▶ DOCUMENT SEGMENT:
★ ★ ★ ★ ★ ★ ★

Who Should You Trust With Your Money? Getting Started With Investing!

Who should you trust with your money? Where is it safe to put it?

It can be so hard knowing what to do for the best, right?!

If you’re anything like me, you’ve had years of people telling you that the ‘state pension won’t be worth anything by the time I get it’.

And you may well have ended up with a distrust of corporations, thanks to your parent’s horror stories about endowments and pension schemes that didn’t perform as promised.

This is the REAL problem.

No-one can promise what your money will be worth in 10 or 20 years’ time – except if you keep it in a savings account (or under the mattress), earning no interest and being eaten away by inflation – and this leaves you stuck between a rock and a hard place.

On one hand, you want to grow your wealth and benefit from that 7th wonder of the world, compounded growth…

BUT on the other hand, you’d hate for another Philip Green to take your life savings and disappear off into the sunset.

So when you’re choosing what to invest in for future growth, how do you minimise the risk of it all going wrong AND maximise the chances of becoming seriously wealthy as you get older?

You are going to need to make a choice.

As a business owner, you won’t get an employee pension. You don’t need to be part of NEST – you need to take responsibility for your own financial arrangements, either on your own or with the help of a qualified adviser.

So what do you need to know to make some sensible choices?

Let’s look at the typical pathway to selecting an investment (or more than one), to actually grow your wealth further!

Firstly, look to diversify. Don’t put all your eggs in one basket!

Yes, you could pick the next Microsoft – but equally, you could pick the next Betamax video (and we all know how that went).

There’s a lot of chat about Bitcoin right now. But just like any other single stock is a risky place for your long-term savings, it exposes you to the possibility of wiping out everything in one go (which will feel just as bad as if you’d been physically robbed!).

For the best outcome, aim to invest in at least 65-100 different companies (more if possible). So that if one fails, you don’t lose all your money.

And ensure your shares are NOT just UK based, but include some from other places too. Because when one market goes up, another often goes down.

The easiest way to do this is to use a collective investment.

These are funds that contain a wide range of shares, bonds, exposure to rental property etc – and effectively you buy shares in the fund.

The fund will either be actively managed, with a fund manager choosing what will be inside, or will be a passive index tracker.

Index trackers follow the movement of a specific index (like the FTSE100), by buying shares in a range of popular companies (largely controlled by computer).

And they’re available with different combinations of components. So you can take more or less risk with your money, depending on your personal preference – and you can choose funds that are Ethically and Sustainability focused, or even Sharia complaint funds.

Once you’ve selected the fund that meets your risk appetite, you need to decide how you are going to hold your investment. Which means you need to choose a wrapper for your fund.

Although you can hold them in a simple investment account, this means you’ll be paying more tax than you need to, either now or in years to come.

Most people either use a pension or ISA wrapper for their investments. So which is right for you?

A pension will give you tax relief on your contributions.

Every £100 you put in to a pension has £25 added free by HMRC. BUT you can’t have the money until you’re 55 (honestly, anything that says otherwise is a scam!). You’ll also be liable for tax on some of the money, when the time comes to take an income from it.

★ ★ ★ ★ ★ ★ ★

▶ SUPPLIED ENTRIES:
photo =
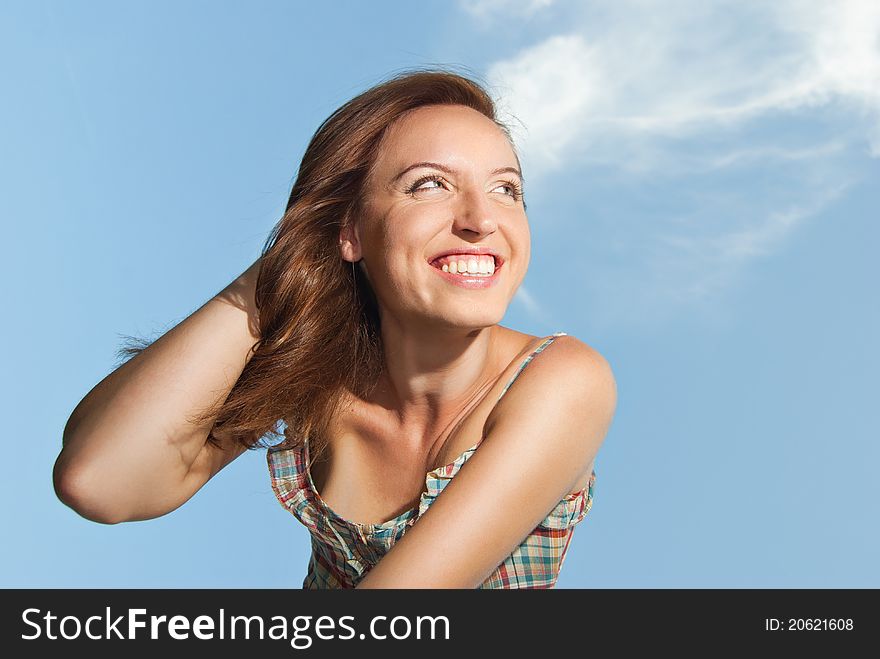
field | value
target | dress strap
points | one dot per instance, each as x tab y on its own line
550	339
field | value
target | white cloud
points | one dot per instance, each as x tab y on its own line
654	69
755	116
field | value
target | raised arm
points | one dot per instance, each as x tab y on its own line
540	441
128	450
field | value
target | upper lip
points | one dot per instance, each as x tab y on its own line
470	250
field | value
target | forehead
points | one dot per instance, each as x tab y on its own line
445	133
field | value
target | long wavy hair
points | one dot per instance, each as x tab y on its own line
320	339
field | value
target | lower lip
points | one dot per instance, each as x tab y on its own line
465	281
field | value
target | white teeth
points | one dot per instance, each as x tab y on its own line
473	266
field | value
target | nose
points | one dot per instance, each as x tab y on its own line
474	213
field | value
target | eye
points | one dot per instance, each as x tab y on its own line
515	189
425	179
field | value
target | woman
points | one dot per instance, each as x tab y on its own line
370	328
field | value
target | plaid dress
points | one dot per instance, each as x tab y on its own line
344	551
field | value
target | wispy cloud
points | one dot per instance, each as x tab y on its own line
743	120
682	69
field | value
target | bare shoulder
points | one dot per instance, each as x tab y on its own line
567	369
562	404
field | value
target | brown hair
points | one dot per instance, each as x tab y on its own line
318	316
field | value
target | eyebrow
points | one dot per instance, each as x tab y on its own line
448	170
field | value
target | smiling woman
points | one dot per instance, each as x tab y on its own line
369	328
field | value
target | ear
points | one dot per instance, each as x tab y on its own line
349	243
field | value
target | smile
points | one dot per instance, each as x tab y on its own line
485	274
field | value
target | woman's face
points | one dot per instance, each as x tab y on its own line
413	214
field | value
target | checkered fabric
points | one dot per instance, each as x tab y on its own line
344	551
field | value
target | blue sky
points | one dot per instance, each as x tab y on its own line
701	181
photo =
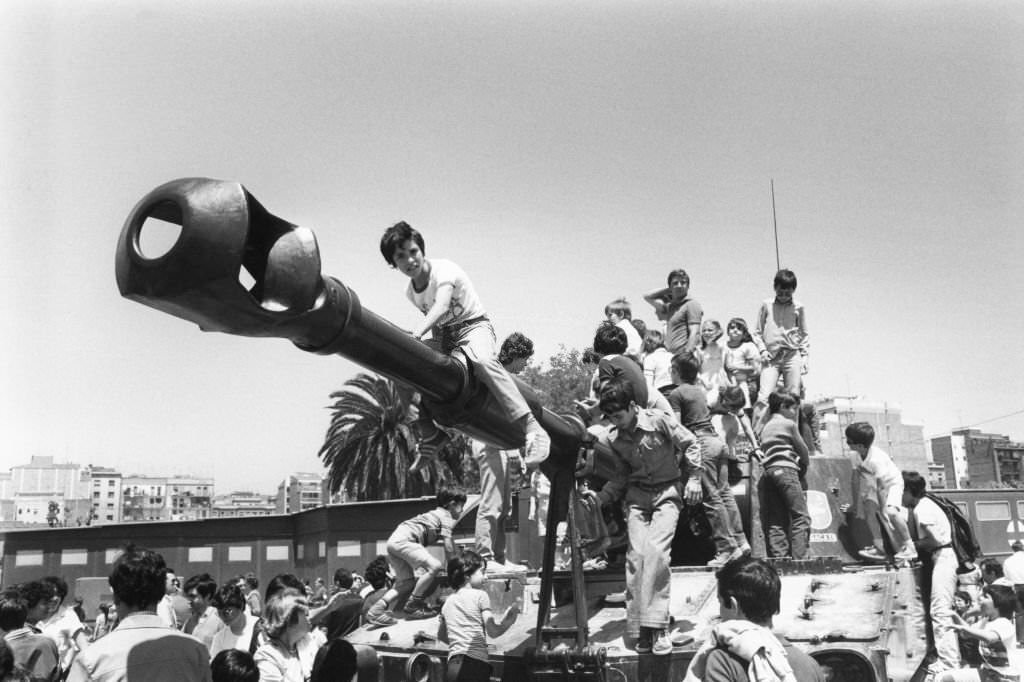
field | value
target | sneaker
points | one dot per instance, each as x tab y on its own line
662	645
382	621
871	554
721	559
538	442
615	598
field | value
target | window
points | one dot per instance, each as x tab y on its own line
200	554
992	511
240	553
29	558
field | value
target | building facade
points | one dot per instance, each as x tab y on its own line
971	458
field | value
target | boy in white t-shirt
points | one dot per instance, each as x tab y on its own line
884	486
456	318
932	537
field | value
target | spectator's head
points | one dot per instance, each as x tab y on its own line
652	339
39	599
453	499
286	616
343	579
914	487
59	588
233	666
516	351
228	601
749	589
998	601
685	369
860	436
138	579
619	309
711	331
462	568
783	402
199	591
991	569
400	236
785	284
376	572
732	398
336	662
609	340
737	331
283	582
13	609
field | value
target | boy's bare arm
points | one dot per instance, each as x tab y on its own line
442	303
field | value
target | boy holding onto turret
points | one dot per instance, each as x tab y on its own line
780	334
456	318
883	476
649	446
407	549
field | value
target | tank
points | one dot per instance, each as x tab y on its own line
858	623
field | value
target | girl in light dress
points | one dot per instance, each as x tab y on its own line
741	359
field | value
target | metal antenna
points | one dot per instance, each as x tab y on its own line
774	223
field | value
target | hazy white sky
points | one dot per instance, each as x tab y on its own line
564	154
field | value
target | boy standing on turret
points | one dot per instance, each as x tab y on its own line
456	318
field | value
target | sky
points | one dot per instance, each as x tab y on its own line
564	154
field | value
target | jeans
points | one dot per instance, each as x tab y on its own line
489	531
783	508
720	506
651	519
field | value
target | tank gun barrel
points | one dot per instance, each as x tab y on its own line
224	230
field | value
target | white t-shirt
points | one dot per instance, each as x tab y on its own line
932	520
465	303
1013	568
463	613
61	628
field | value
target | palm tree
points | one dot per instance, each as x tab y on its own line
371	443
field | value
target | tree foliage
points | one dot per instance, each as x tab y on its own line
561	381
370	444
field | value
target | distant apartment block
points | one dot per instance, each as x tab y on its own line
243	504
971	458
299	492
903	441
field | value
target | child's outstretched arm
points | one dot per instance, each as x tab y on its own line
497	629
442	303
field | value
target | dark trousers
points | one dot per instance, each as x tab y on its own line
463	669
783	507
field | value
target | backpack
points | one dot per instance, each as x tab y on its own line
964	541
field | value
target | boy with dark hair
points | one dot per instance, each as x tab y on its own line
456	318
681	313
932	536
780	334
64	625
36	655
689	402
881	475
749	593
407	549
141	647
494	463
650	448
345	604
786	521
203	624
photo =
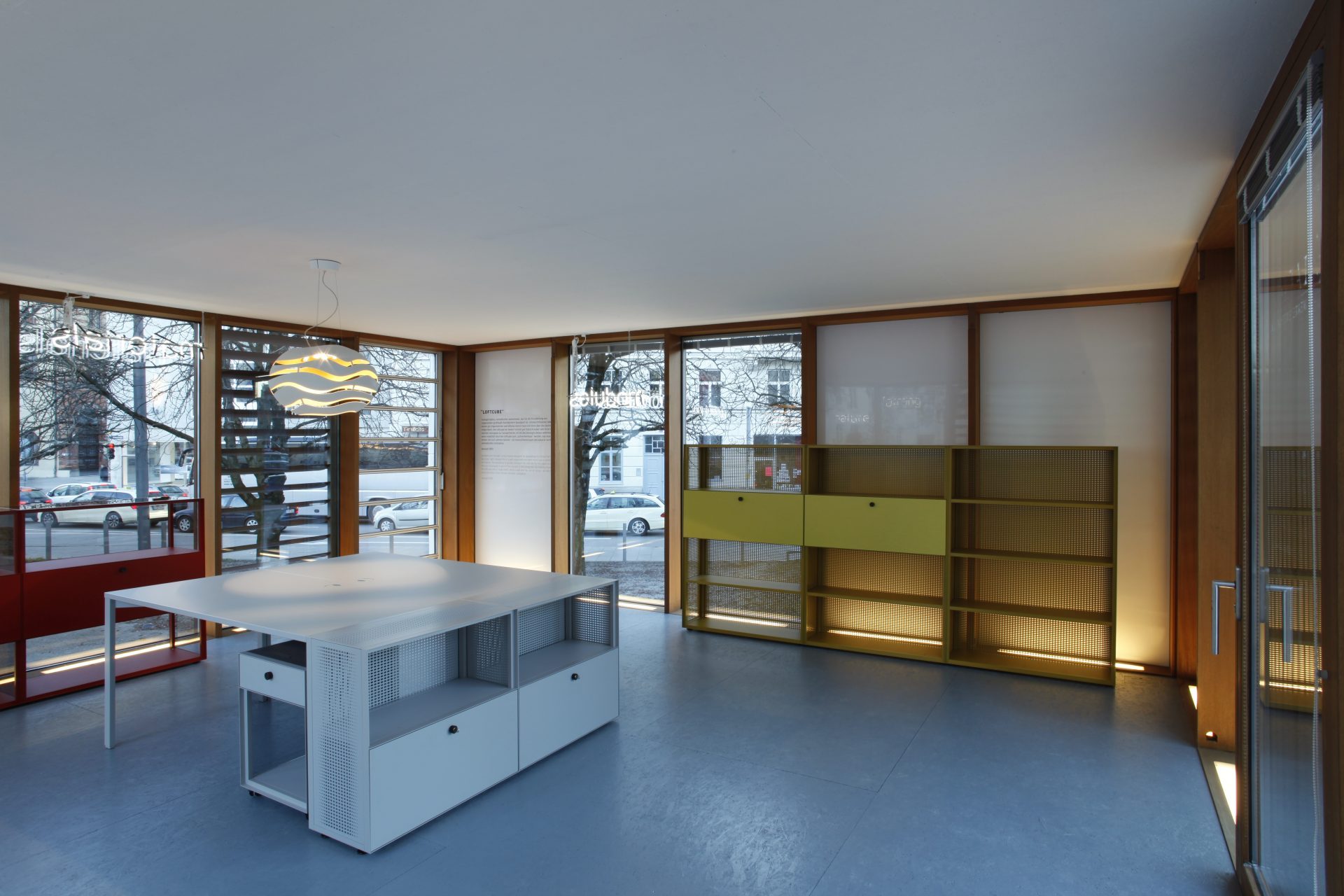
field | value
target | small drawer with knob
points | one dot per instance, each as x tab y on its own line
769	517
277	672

★ ★ ★ ★ ★ ★ ★

▶ REQUIRED ACTIONS:
1. For each statement below, say yes or no according to the article on getting started with investing, and quote the deciding words from it. (a) Business owners receive an employee pension. (b) Money held in a pension can be taken out before age 55. (c) The article recommends investing in at least 65-100 different companies.
2. Resume the article on getting started with investing, beginning right after its final sentence.
The listing is not needed for what comes next.

▶ TASK RESULTS:
1.
(a) No: "As a business owner, you won’t get an employee pension."
(b) No: "you can’t have the money until you’re 55"
(c) Yes: "aim to invest in at least 65-100 different companies (more if possible)"

2.
An ISA has no upfront tax relief – but any money you take from it is tax-free in the future.

So you can use an ISA to top-up your pension or earned income, without paying any more tax.

You can also take this money out before you are 55 – although like all investments, because the market is volatile over the short-term, it’s always advisable to leave the money in for at least 5-10 years before you look to withdraw it.

And you know how the statutory wording goes…past performance is not a reliable indicator of future growth, and you may get out less than you put in.

But if you look at the past from 1925 to 2018, there is a general upwards trend over the long term!

Once you’ve decided, the next step is to set up your regular monthly payment into your investment product. Start as early as you can (the perfect time is NOW!).

Even if you start with just a small amount – £100 or so – that you pay regularly every month.

Because the sooner you start, the longer your money has to grow!  

This also means you can take advantage of fluctuations in unit price, buying more when the price is low and less when prices are higher. Which over the long term, is more successful than trying to time the market and invest when prices are low.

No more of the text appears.